[DATA FOR THIS EXERCISE]:
- Opening Delimiter -

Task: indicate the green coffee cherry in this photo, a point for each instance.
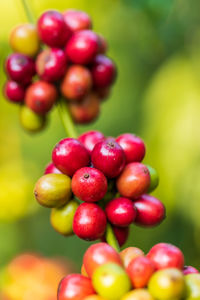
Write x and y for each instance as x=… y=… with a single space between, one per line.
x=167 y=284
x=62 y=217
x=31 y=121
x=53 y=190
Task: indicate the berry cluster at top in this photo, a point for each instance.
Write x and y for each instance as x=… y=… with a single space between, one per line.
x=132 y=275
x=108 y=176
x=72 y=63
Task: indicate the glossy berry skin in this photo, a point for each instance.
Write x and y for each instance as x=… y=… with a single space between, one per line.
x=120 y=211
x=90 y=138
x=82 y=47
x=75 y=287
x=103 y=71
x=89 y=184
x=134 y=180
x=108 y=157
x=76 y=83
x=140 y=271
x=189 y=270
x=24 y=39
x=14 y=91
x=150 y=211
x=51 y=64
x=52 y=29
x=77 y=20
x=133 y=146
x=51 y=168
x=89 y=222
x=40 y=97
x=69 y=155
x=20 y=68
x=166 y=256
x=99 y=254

- Closing Delimiter -
- Opening Delimiter -

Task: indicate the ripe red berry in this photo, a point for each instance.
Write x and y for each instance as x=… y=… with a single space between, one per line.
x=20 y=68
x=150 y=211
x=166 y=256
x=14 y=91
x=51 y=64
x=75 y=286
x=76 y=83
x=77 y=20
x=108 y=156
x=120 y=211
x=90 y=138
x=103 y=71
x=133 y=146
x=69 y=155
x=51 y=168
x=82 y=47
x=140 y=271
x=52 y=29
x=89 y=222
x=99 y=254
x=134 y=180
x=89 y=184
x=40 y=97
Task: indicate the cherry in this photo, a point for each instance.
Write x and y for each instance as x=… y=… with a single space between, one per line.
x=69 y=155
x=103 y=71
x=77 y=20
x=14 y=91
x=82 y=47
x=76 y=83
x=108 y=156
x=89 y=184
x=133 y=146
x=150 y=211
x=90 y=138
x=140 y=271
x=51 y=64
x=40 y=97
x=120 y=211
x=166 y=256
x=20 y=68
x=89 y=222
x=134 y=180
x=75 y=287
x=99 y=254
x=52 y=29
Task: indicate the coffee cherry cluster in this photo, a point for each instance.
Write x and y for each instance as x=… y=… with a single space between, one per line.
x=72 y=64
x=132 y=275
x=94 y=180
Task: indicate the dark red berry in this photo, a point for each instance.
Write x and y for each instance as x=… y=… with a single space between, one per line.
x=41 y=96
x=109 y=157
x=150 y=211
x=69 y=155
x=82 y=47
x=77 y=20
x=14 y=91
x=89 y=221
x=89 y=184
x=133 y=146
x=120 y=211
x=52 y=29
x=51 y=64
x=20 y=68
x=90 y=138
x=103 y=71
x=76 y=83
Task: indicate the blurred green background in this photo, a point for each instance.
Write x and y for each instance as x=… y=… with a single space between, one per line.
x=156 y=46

- Closing Delimiter -
- Opening Delimiter -

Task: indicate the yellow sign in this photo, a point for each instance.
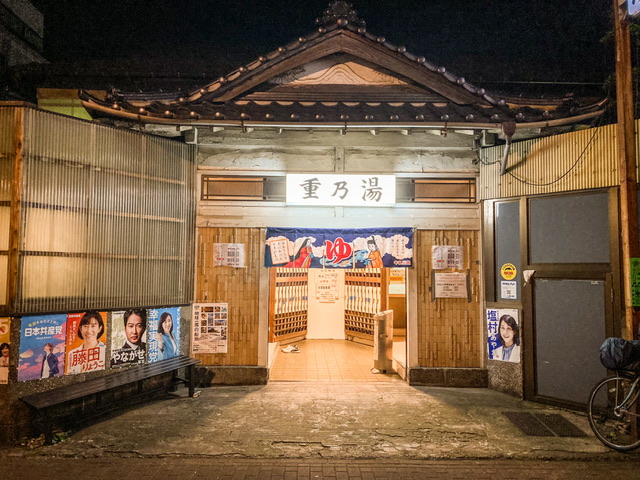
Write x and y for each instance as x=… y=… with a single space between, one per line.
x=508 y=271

- Closing Delimiter -

[PROBLEM]: Check each line in the records above for the word "cluster". Return those that have it.

[ANSWER SECTION]:
Task: indicate the berry cluster at top in this photo, a point for each instance.
Task: indicate the coffee cherry cluster in this photo, a point for each instance.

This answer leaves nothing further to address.